··· RECORDS PROVIDED

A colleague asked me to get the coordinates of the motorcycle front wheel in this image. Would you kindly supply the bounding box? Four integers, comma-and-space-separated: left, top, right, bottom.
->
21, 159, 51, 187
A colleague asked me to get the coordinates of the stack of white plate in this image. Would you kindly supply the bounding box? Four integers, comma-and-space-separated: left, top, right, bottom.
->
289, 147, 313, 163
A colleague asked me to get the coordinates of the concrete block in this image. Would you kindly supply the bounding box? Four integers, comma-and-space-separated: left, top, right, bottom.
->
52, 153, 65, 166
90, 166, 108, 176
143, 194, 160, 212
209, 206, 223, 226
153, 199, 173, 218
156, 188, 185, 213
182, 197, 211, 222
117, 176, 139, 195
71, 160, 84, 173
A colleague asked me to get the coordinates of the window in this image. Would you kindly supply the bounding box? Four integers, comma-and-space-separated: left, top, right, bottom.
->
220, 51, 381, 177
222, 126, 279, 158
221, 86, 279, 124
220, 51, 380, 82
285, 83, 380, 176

······

▶ TASK:
Rewrite every line above in full, adding 137 to each bounding box coordinate in the answers and leaving all other text unchanged.

▶ SOLUTION TO THE PROBLEM:
A colleague asked me to get the coordinates of the motorcycle front wheel in this image. Would you kindly supply the bounding box? Four integers, comma-and-space-separated: left, top, right, bottom.
->
158, 296, 188, 324
A colleague asked me to get the coordinates of the stack of white plate in this image. Would you kindly supply the bounding box? Four integers, comma-and-space-separated: left, top, right, bottom.
->
426, 284, 450, 300
A colleague asked me to get the coordinates of the concrete block in this image. Would you kindly supply the bounding box? Four integers, comma-and-space-separated: left, top, right, bottom.
->
189, 290, 202, 303
227, 303, 245, 313
280, 331, 297, 349
346, 343, 360, 363
290, 336, 310, 355
293, 325, 322, 350
319, 334, 348, 359
254, 313, 276, 332
208, 297, 221, 310
A colleague asked me to get the coordinates of the window in this image. Would you kindly supply the bounding box? Four integers, comma-and-space-separated: left, top, right, bottom.
->
357, 188, 518, 314
359, 263, 416, 295
358, 223, 416, 261
357, 188, 517, 219
422, 220, 517, 313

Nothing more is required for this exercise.